Text block –
┄┄┄┄┄┄
Cybercriminals have started targeting malware at microblogging service Twitter.
Kaspersky Lab has uncovered a fake Twitter profile created solely for the purpose of infecting people's computers.
The profile, with an alias that means 'pretty rabbit' in Portuguese, has posted a link that purports to be a pornographic video, but is instead Trojan software, masquerading as MP3 files, that steals data from users' machines, according to Kaspersky's Viruslist.com blog.
"If you click on the link, you get a window that shows the progress of an automatic download of a so-called new version of Adobe Flash, which is supposedly required to watch the video. You end up with a file labelled Adobe Flash on your machine — a technique that is currently very popular," the blog states.
The attack is dangerous because it does not require programming skills and could spread easily if it ends up high in Google search-engine rankings — something that is possible, as Google indexes unprotected Twitter profiles. Twitter is a free networking service that lets people post their 'status' — a brief message about what they are doing — and keep track of other people by viewing their status.
┄┄┄┄┄┄
The data –
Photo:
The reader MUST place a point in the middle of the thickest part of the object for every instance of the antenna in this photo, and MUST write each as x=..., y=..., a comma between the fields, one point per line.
┄┄┄┄┄┄
Tasks for this exercise –
1. Retype the Twitter malware report word for word, starting at "Kaspersky Lab has" and stopping after "the blog states.".
2. Continue the Twitter malware report from its final sentence.
The listing isn't needed for this.

Answers to the exercises –
1.
Kaspersky Lab has uncovered a fake Twitter profile created solely for the purpose of infecting people's computers.
The profile, with an alias that means 'pretty rabbit' in Portuguese, has posted a link that purports to be a pornographic video, but is instead Trojan software, masquerading as MP3 files, that steals data from users' machines, according to Kaspersky's Viruslist.com blog.
"If you click on the link, you get a window that shows the progress of an automatic download of a so-called new version of Adobe Flash, which is supposedly required to watch the video. You end up with a file labelled Adobe Flash on your machine — a technique that is currently very popular," the blog states.

2.
This isn't the only security problem to have hit Twitter. Last week, researcher Aviv Raff launched a website, Twitpwn, devoted to Twitter security issues.
In his first dated post, Raff wrote about a vulnerability that allows an attacker to force someone to follow them automatically. The vulnerability could still be exploited on Internet Explorer, he wrote on Monday in the US.
"A spammer or phisher could abuse this vulnerability to gain thousands of 'followers' and attempt social-engineering attacks," Ryan Naraine, security evangelist at Kaspersky, wrote in a blog on ZDNet.com.